# Available records:
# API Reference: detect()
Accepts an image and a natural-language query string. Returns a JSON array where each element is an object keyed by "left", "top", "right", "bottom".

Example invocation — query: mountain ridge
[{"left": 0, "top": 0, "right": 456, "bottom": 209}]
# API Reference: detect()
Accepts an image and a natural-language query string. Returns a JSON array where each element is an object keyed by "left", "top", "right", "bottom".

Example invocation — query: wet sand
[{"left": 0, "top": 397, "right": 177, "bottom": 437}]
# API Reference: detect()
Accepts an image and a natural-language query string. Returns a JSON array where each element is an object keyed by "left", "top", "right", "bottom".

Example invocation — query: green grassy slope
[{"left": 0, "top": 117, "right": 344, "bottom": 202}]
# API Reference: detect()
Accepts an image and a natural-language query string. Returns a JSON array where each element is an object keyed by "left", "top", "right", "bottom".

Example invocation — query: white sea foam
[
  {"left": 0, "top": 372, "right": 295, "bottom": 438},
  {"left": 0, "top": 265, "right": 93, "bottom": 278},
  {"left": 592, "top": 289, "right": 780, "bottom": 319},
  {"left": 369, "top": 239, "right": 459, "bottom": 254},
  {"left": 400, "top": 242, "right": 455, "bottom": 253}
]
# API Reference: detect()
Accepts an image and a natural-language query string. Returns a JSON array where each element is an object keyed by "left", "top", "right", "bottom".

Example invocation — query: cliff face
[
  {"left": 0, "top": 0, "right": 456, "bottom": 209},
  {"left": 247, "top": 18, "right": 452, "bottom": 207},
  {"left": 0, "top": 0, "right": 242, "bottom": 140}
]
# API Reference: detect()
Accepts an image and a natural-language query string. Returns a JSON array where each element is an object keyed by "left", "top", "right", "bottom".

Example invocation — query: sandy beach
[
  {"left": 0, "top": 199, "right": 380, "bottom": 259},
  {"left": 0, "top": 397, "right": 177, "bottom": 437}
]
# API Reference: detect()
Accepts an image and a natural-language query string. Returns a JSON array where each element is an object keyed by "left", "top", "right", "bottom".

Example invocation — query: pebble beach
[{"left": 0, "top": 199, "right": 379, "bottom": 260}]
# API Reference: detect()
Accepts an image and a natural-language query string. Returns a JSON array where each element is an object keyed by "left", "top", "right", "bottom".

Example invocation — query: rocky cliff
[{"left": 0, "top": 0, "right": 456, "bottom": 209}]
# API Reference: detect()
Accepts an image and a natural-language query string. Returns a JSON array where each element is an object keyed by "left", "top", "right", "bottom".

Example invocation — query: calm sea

# Exercise details:
Give the data back in full, matching it character for character.

# Answer to this exercise:
# API Reference: detect()
Accepts an image and a natural-language query string. Returns a JSON array where each element is an object keyed by "left", "top", "right", "bottom".

Example invocation — query: mountain ridge
[{"left": 0, "top": 0, "right": 456, "bottom": 209}]
# API Reference: detect()
Accepts an image and a natural-language query string. Returns a JSON array where each element is an object keyed by "left", "top", "right", "bottom".

Example invocation — query: wet sand
[{"left": 0, "top": 397, "right": 177, "bottom": 437}]
# API Reference: detect()
Accepts an image and a natural-language query string. Returns a JSON array where each element is an object keyed by "left", "top", "right", "bottom".

Example invocation — query: green grassy slope
[{"left": 0, "top": 117, "right": 344, "bottom": 202}]
# API Reference: detect()
Accepts an image and a natural-language query string. Returns a JSON array where each element is an object keyed by "left", "top", "right", "bottom".

Example invocation — query: white sea foam
[
  {"left": 0, "top": 372, "right": 295, "bottom": 438},
  {"left": 0, "top": 265, "right": 93, "bottom": 278},
  {"left": 592, "top": 289, "right": 780, "bottom": 319},
  {"left": 369, "top": 239, "right": 459, "bottom": 254},
  {"left": 400, "top": 242, "right": 455, "bottom": 253}
]
# API Reference: detect()
Accepts an image and a natural-language query string. Returns a JSON array where each element is an object keyed by "left", "top", "right", "bottom".

Example invocation — query: cliff face
[
  {"left": 0, "top": 0, "right": 456, "bottom": 209},
  {"left": 247, "top": 18, "right": 452, "bottom": 207},
  {"left": 0, "top": 0, "right": 242, "bottom": 140}
]
# API Reference: detect()
Accepts an image and a natural-language query string. Returns a JSON array where each element is an object keyed by "left", "top", "right", "bottom".

Example invocation — query: sandy beach
[
  {"left": 0, "top": 199, "right": 380, "bottom": 259},
  {"left": 0, "top": 397, "right": 177, "bottom": 437}
]
# API Reference: detect()
Accepts an image and a natural-language query string. Returns a JSON array where each element is an object keyed by "left", "top", "right", "bottom".

Example invocation — query: pebble beach
[{"left": 0, "top": 199, "right": 379, "bottom": 260}]
# API Reference: detect()
Accepts an image and a natural-language query string. Returns a JSON array where each element is an object keyed by "left", "top", "right", "bottom".

Example invocation — query: rocky cliff
[{"left": 0, "top": 0, "right": 456, "bottom": 209}]
# API Reference: detect()
Accepts an image and a natural-language query string. Returns a JSON array where each element is an object keyed by "left", "top", "right", "bottom".

Example invocation — query: calm sea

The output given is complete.